Отрывок
◆ ◆ ◆

На прощальном ужине ученик поднимает бокал за учителя. Пять лет спустя в беседе со случайным знакомым вспомнит он вдруг не о ком-нибудь, а именно о Кормоне: «Что за удивительный учитель. Мне даже трудно сказать, какая его деятельность значительнее: художника-творца или художника, обучающего молодёжь»59. Значит, не просто данью заведенному ритуалу был тот тост.
А еще произносятся пожелания успеха
По пути в Россию он останавливается в Мюнхене — не из-за Александровой ли, с которой так много переписывался в последнее время?
Грабарь, встретившийся с ним тогда, в своих мемуарах писал (спустя сорок почти лет): «Маленький, горбатый, с худощавым бледным лицом, светлыми волосами ежиком и небольшой бородкой, он был трогателен, мил и сердечен. Мы все его любили, стараясь оказывать ему всяческое внимание, и только подшучивали над его ментором Кормоном. Мусатов был всецело тогда во власти импрессионистов. (…) В то время никто из нас не мог себе представить, да и он сам не знал, во что выльется его дальнейшее искусство, скованное тогда импрессионизмом»30.
Как! Неужто всё ещё неясно? Но ведь всего лишь семь лет остаётся…
«А время гонит лошадей…».
НАДЕЖДЫ И НЕУДАЧИ
НЕУДАЧИ И НАДЕЖДЫ
САРАТОВ 1898–1903
Зарываться в ворохе биографических житейских подробностей бытия человека, художника — занятие неблагодарное и праздное, если не стремиться при этом, преодолевая временное, к осознанию связи его с вечным. Иначе подробности биографии составят для нас хаотичную композицию и за деревьями мы не увидим леса. Время сознается лишь в сопоставлении с вечностью. Но губительно бывает и волевое отвержение времени. Такова, если угодно диалектика взаимоотношения человека со временем.
Проблема эта не могла не тревожить творческого воображения художников — всегда. Недаром же Борис Пастернак сказал о художнике: «…вечности заложник у времени в плену». Дух не может не ощущать свою сопричастность вечности, но конкретное существование течёт в повседневной суете, в зыбкой неуловимости времени. Человек не может хоть изредка не страшиться того, что время рвёт его связь с вечностью, делая его бытие непрочным, изменчивым, подвластным уничтожению. Даже память — и она бессильна перед временем. «Не помнят о прежнем — так и о том, что будет, — о нем не вспомнят те, кто будет позднее» (Эккл. 1, 11).

◆ ◆ ◆

Условие задания
Перепишите часть отрывка, которая начинается словами «НАДЕЖДЫ И НЕУДАЧИ» и заканчивается словами «человека со временем.». При этом замените «леса» на «рощи».

Фрагменты данных
◆ ◆ ◆

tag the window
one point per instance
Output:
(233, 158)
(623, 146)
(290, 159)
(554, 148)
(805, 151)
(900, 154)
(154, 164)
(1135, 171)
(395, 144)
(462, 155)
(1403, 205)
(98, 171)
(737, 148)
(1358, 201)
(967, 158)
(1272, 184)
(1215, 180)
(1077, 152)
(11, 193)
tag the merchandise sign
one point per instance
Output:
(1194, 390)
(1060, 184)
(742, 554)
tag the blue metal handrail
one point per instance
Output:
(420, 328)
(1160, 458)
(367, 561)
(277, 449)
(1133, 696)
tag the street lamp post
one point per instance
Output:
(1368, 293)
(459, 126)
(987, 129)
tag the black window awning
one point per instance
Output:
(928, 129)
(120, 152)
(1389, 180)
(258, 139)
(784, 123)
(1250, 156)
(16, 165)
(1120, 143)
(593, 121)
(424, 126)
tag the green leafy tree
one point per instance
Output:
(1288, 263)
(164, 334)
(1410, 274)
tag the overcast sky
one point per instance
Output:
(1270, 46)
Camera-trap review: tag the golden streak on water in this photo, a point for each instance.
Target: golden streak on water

◆ ◆ ◆

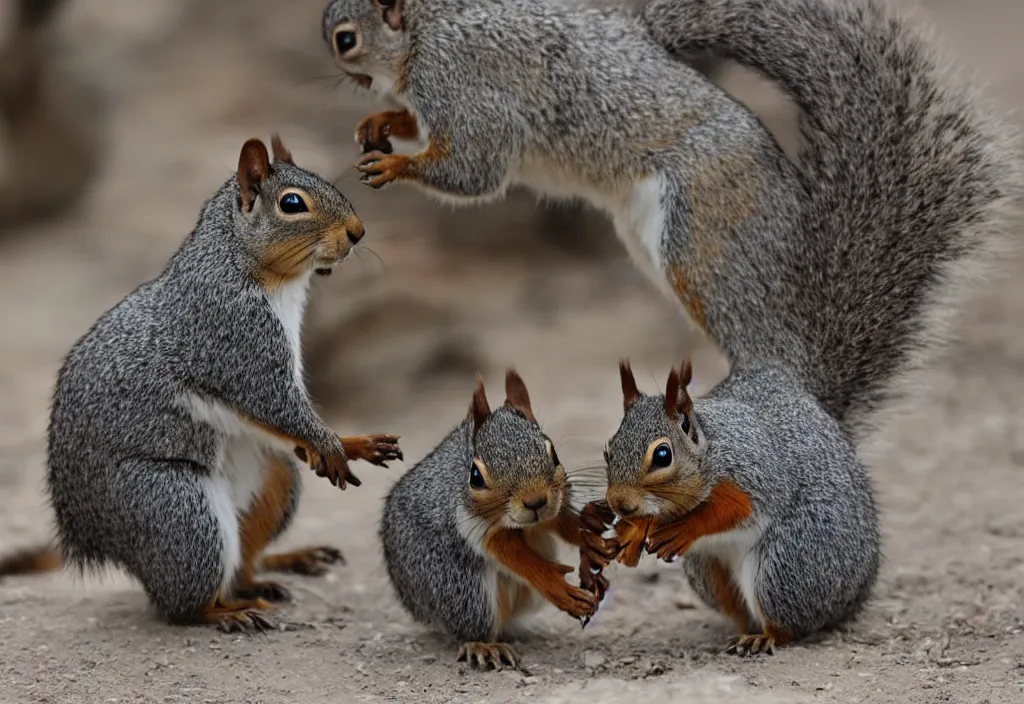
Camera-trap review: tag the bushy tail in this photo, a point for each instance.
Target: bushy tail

◆ ◆ ◆

Ответ к заданию
НАДЕЖДЫ И НЕУДАЧИ
НЕУДАЧИ И НАДЕЖДЫ
САРАТОВ 1898–1903
Зарываться в ворохе биографических житейских подробностей бытия человека, художника — занятие неблагодарное и праздное, если не стремиться при этом, преодолевая временное, к осознанию связи его с вечным. Иначе подробности биографии составят для нас хаотичную композицию и за деревьями мы не увидим рощи. Время сознается лишь в сопоставлении с вечностью. Но губительно бывает и волевое отвержение времени. Такова, если угодно диалектика взаимоотношения человека со временем.